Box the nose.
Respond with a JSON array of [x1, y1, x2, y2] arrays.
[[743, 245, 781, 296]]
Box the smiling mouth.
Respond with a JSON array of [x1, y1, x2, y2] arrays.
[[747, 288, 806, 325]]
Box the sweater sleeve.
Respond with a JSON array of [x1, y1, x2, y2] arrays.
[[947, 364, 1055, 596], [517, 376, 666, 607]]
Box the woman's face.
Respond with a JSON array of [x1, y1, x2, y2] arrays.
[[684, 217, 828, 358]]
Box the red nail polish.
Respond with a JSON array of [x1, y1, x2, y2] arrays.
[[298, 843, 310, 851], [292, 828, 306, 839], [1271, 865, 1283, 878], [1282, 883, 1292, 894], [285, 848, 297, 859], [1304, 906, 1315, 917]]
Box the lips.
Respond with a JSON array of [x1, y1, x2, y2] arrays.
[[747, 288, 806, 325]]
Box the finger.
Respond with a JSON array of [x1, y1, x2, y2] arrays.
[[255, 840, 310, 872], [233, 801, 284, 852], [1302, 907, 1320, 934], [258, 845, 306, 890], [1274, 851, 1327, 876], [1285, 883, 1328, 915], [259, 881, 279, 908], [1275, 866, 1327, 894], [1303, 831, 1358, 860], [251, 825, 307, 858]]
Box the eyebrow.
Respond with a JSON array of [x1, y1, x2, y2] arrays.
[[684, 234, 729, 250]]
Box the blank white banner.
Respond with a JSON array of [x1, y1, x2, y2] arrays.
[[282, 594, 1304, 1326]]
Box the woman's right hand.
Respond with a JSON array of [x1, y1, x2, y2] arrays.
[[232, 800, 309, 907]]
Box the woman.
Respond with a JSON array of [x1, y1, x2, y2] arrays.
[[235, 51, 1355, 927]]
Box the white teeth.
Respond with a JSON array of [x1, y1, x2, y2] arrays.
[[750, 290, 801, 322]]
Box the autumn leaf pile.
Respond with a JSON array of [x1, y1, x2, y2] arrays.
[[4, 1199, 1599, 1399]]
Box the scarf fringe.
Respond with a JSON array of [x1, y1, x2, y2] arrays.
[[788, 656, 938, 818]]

══════════════════════════════

→ **Instructions to follow**
Print the first line of the records above and each line after it, exactly, through the line with "Box the sweater sleeve.".

→ **Solved exercise**
Box the nose.
Respond with a JSON array of [x1, y1, x2, y2] arrays.
[[743, 245, 781, 296]]
Box the smiling mouth.
Respond with a JSON array of [x1, y1, x2, y2] arrays.
[[747, 288, 806, 325]]
Box the sweater sleeve.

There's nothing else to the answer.